== Text excerpt ==
BEGIN
Barberry family (Berberidaceae)
Description: This native perennial plant is 11½' tall. Some plants are unbranched and produce a single leaf from a long stalk, while others produce a pair of leaves on long petioles at the apex of this stalk. The stalks are light green, glabrous, and round. The leaves are up to 1' long and across; they are orbicular, palmately lobed, cleft, and dentate along the margins. There are 5-9 lobes per leaf that are deeply divided. Like the stalks, the leaves are glabrous.
On plants with a single leaf, the petiole joins the leaf blade in the middle, creating an umbrella-like appearance; on plants with a pair of leaves, the petioles join the leaf blades toward the inner margin of each leaf. Plants with a pair of leaves produce a single nodding flower where the petioles branch from each other. This flower is about 1½" across and has 6-9 broad white petals. There are twice the number of stamens as there are petals and a single superior ovary with a mealy glob of styles at its apex. These reproductive organs are pale yellow-orange. The sepals are deciduous and drop from the flower at an early stage of its development. The blooming period occurs from mid- to late spring and lasts about 3 weeks. There is a pleasant floral scent. Each flower is replaced by an ovoid berry that is fleshy and contains several seeds. It is about 2" long and turns yellow when ripe. This berry is produced only when cross-pollination of the flower occurs. The root system is fibrous and produces long rhizomes. Mayapple often produces dense vegetative colonies that exclude other spring-flowering plants.
END
(Stored data)
BEGIN
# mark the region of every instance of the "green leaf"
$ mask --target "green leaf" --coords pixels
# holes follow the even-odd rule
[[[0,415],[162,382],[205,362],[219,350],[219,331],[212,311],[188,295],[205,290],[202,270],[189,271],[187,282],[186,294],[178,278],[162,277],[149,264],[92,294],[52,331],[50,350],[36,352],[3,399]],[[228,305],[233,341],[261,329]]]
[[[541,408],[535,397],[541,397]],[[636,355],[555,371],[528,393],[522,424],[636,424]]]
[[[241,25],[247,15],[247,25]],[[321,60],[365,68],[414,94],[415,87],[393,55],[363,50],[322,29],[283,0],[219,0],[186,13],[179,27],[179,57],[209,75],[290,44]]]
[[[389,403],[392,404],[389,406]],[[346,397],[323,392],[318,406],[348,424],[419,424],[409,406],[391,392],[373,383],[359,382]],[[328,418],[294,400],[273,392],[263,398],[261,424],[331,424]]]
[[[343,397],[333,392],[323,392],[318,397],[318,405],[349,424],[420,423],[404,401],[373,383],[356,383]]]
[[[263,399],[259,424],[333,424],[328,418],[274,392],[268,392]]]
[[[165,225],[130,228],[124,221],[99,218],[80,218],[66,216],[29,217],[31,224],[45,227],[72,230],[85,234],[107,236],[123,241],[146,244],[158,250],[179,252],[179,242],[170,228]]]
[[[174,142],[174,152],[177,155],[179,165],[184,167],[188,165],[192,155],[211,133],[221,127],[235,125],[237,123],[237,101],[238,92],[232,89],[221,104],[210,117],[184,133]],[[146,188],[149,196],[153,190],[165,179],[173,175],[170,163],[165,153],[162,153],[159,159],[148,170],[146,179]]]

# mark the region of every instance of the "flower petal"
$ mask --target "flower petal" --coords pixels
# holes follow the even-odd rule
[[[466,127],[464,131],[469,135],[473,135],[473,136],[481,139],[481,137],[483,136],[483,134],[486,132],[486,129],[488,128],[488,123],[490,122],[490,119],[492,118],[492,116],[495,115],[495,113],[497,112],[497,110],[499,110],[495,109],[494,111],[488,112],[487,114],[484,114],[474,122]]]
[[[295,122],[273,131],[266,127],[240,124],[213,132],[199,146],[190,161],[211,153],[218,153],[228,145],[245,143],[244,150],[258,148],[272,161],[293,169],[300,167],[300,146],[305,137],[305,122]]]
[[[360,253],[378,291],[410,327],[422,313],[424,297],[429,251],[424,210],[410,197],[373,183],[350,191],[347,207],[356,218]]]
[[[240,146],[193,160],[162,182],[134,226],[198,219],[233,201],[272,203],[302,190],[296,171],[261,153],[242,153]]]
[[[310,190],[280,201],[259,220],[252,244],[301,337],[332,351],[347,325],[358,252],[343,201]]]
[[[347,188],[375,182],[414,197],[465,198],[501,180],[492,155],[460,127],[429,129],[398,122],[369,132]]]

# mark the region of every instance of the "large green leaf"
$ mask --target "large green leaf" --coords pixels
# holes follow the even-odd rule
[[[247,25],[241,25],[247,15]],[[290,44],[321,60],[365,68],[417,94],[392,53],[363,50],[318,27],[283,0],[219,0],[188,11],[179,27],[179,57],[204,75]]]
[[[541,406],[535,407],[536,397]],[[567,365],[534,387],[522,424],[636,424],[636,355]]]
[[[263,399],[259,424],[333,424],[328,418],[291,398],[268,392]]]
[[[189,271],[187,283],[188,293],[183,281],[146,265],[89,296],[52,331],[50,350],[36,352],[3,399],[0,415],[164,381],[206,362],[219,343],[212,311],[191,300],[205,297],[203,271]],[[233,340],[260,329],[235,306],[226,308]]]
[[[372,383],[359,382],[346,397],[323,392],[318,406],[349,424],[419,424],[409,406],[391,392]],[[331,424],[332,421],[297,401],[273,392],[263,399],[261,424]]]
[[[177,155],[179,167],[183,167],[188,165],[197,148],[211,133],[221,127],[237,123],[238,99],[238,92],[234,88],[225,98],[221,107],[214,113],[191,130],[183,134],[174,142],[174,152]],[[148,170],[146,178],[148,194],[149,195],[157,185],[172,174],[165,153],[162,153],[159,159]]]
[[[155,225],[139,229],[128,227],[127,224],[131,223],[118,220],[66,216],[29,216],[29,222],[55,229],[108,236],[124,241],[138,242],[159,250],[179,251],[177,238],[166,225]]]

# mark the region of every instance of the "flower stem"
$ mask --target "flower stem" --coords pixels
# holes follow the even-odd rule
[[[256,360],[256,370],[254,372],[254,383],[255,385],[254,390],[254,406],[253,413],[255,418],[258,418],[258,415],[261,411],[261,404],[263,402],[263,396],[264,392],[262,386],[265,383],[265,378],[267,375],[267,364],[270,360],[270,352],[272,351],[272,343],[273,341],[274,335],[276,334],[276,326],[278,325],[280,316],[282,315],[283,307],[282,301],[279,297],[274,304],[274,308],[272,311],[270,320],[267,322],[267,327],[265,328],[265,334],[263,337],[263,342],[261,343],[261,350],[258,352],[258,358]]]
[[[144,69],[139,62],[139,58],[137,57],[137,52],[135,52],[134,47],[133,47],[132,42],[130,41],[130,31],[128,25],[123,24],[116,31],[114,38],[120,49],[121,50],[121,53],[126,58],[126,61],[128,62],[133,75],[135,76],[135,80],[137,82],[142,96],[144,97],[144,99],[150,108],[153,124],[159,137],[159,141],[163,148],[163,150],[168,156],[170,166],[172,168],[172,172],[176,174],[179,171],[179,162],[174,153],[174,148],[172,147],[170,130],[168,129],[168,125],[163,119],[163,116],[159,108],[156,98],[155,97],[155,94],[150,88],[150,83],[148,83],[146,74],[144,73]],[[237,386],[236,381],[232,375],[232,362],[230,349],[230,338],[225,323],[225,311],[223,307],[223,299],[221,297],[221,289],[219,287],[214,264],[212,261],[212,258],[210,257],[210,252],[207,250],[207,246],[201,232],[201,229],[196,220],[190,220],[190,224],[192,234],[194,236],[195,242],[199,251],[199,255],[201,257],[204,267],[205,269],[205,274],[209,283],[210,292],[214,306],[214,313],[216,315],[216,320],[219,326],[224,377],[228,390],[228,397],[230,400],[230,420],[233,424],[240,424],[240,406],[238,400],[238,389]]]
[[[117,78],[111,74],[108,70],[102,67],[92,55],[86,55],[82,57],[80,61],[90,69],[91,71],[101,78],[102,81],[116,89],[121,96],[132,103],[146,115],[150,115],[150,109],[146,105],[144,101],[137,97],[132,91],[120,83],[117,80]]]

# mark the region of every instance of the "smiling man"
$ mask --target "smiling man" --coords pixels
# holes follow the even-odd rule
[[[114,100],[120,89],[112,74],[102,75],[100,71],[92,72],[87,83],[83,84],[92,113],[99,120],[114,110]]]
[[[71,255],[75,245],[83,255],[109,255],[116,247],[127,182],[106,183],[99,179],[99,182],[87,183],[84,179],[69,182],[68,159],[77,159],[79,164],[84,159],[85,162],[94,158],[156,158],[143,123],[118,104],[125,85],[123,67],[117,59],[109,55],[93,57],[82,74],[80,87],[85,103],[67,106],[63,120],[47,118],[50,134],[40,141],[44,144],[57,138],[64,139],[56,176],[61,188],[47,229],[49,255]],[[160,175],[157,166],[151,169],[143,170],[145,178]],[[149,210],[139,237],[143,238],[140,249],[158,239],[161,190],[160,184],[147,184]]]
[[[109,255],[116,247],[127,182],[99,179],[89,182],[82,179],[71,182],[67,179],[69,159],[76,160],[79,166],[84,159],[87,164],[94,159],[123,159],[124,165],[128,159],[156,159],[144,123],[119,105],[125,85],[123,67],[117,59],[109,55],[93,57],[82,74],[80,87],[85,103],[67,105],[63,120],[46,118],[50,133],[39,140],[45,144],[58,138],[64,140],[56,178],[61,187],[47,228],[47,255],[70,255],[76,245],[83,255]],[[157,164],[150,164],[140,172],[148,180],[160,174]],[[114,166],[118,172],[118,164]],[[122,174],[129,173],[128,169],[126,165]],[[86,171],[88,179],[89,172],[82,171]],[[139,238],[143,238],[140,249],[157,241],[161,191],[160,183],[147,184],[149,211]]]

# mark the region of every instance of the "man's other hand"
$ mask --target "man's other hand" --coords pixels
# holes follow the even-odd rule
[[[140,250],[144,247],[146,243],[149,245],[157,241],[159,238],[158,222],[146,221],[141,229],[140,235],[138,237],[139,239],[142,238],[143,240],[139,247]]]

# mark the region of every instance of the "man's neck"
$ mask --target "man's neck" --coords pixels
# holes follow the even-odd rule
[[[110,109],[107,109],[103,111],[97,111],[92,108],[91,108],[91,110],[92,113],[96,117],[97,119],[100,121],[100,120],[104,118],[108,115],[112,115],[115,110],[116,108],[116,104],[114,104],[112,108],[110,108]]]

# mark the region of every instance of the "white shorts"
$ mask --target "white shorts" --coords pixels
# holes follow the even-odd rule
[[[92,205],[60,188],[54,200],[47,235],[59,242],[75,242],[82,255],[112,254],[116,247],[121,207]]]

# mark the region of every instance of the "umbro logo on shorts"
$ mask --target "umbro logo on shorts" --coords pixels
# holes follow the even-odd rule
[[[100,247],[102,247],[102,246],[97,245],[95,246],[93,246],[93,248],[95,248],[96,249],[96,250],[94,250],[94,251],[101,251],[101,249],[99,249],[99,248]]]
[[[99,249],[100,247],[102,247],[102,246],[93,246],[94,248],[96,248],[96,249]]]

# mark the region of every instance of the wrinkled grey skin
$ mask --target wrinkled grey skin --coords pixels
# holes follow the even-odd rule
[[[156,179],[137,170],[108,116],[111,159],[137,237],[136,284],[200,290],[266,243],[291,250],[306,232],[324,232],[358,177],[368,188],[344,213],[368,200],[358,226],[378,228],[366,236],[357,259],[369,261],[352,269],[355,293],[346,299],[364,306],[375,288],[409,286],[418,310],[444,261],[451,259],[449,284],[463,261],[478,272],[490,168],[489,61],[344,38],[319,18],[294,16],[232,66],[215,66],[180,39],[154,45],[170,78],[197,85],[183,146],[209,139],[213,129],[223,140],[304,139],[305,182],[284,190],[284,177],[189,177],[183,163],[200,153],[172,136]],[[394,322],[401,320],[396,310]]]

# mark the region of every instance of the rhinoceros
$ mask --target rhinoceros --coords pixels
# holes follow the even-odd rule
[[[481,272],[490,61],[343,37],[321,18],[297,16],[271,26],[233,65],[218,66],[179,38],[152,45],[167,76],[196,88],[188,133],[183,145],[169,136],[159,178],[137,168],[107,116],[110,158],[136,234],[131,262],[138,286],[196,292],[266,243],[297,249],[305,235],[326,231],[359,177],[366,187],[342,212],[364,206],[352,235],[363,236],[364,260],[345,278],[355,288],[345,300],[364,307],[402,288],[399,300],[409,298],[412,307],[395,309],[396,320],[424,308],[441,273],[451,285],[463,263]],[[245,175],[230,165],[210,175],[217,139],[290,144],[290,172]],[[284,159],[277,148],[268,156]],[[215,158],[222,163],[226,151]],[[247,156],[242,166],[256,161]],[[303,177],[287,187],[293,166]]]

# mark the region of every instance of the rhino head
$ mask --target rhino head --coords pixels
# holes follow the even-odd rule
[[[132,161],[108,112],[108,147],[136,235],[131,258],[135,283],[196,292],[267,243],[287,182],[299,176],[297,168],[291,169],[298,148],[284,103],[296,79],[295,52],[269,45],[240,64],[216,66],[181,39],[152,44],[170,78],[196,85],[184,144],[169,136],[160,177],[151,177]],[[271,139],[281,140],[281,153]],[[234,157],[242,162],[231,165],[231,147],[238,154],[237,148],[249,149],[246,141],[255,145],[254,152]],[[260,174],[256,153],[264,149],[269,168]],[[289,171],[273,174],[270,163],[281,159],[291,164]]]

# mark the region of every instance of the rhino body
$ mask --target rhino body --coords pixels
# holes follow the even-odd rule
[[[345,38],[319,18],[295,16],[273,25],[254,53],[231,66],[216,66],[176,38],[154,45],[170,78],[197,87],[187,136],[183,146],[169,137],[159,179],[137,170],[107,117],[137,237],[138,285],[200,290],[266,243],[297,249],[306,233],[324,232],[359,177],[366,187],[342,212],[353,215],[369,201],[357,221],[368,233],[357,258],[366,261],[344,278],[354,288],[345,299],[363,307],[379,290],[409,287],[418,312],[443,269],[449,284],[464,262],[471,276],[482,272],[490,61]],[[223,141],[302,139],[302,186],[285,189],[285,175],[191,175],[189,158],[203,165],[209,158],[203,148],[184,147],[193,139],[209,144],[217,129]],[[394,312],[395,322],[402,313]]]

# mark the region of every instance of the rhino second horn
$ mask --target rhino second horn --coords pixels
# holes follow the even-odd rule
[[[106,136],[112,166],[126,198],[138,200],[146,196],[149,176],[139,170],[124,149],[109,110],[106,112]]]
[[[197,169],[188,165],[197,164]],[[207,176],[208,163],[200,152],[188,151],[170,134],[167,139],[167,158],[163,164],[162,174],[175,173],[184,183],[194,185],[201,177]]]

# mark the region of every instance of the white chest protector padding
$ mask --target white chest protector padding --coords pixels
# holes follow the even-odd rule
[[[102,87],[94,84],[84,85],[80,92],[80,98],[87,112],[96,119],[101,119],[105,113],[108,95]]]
END
== Problems to work on ==
A. Rewrite the mayapple description from "Barberry family (Berberidaceae)" to "leaves are glabrous.", swapping "glabrous" for "hairless".
B. Using the mayapple description, answer these:
(i) How many lobes does each leaf have?
(ii) How many petals does the flower have?
(iii) How long does the blooming period last?

== Per-task outputs ==
A.
Barberry family (Berberidaceae)
Description: This native perennial plant is 11½' tall. Some plants are unbranched and produce a single leaf from a long stalk, while others produce a pair of leaves on long petioles at the apex of this stalk. The stalks are light green, hairless, and round. The leaves are up to 1' long and across; they are orbicular, palmately lobed, cleft, and dentate along the margins. There are 5-9 lobes per leaf that are deeply divided. Like the stalks, the leaves are hairless.

B.
(i) 5-9 lobes
(ii) 6-9 broad white petals
(iii) About 3 weeks